• Dataset rows:

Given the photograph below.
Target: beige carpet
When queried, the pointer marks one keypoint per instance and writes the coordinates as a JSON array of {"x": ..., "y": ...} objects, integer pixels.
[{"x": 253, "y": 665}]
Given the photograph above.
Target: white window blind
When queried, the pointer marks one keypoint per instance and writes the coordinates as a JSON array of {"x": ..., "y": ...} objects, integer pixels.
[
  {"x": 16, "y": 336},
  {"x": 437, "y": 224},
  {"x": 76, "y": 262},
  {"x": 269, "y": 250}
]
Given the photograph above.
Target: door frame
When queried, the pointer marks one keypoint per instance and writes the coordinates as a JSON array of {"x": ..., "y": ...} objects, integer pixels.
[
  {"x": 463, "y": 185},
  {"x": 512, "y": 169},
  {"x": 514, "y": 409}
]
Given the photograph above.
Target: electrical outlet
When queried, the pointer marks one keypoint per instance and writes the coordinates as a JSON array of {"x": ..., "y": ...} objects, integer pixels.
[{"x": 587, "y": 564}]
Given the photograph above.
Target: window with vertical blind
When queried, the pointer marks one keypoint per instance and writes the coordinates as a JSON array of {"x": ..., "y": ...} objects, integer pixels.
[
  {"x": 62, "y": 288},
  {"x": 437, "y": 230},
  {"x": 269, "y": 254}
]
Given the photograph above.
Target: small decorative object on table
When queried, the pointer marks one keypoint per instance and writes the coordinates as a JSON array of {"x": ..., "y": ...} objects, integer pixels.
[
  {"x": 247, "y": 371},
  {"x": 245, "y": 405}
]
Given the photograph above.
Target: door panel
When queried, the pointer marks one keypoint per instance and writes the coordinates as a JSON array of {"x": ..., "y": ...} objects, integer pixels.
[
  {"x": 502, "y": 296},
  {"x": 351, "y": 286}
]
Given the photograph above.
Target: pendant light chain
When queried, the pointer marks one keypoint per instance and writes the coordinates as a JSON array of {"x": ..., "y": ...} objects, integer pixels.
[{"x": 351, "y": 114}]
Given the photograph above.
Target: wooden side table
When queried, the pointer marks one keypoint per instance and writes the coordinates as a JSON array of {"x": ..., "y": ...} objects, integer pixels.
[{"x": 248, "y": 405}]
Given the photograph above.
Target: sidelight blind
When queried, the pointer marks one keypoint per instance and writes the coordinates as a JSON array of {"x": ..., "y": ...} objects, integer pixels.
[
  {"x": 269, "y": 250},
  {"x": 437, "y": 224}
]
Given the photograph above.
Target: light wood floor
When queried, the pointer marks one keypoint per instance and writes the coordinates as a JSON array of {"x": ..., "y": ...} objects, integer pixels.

• Given instruction:
Write out the entries in full, exactly as given.

• Task result:
Given the photograph below.
Target: beige carpet
When queried, the pointer marks one keypoint per instance and writes the coordinates as a JSON array of {"x": ..., "y": ...} objects, integer pixels.
[{"x": 253, "y": 665}]
Given the photograph above.
Target: white window blind
When queried, the pointer marks one keypoint per instance and writes the coordinates as a JSON array of {"x": ..., "y": ...} objects, integer pixels.
[
  {"x": 16, "y": 336},
  {"x": 437, "y": 224},
  {"x": 76, "y": 262},
  {"x": 269, "y": 250}
]
Given the photograph above.
Target: door frame
When queried, the pointer marks one keypoint per instance and writes the coordinates as a JSON array of {"x": ..., "y": ...} objects, integer pixels.
[
  {"x": 463, "y": 185},
  {"x": 512, "y": 169},
  {"x": 514, "y": 409}
]
Given the photograph above.
Target: electrical outlet
When queried, the pointer marks one keypoint per instance and writes the coordinates as a JSON array of {"x": ..., "y": ...} objects, integer pixels.
[{"x": 587, "y": 564}]
Given the photograph above.
Target: window with vertical blind
When queried, the pointer marks one keypoint per instance and writes the coordinates as a JSON array of {"x": ..., "y": ...} objects, integer pixels.
[
  {"x": 62, "y": 288},
  {"x": 437, "y": 230},
  {"x": 269, "y": 254}
]
Given the photograph above.
Target: small decorative object on table
When queried, the pointer marks one keypoint per instance and writes the coordinates as a JSON array of {"x": ..., "y": ...} objects, integer pixels.
[
  {"x": 247, "y": 371},
  {"x": 245, "y": 405}
]
Given the photograph above.
Target: door panel
When queried, the pointer marks one keypoint per instance and writes the coordinates as a JSON array of {"x": ..., "y": ...} objects, integer pixels.
[
  {"x": 502, "y": 296},
  {"x": 351, "y": 286}
]
Given the photograph above.
Target: pendant light chain
When queried, the pointer marks one keypoint per instance and writes the coordinates as a JSON array of {"x": ..., "y": ...} objects, integer pixels.
[{"x": 351, "y": 114}]
Given the photograph above.
Target: wooden side table
When queried, the pointer marks one keypoint per instance and writes the coordinates as a JSON array of {"x": ..., "y": ...} objects, integer pixels.
[{"x": 248, "y": 405}]
Given the photograph above.
Target: sidelight blind
When queried, the pointer marks one keypoint per instance and writes the coordinates as a JSON array of {"x": ..., "y": ...} objects, integer pixels.
[
  {"x": 269, "y": 250},
  {"x": 437, "y": 224}
]
Given the photograph above.
Target: light wood floor
When queried, the pointer marks one keypoint per instance and writes the coordinates as a JSON array of {"x": ..., "y": ...} objects, integer pixels.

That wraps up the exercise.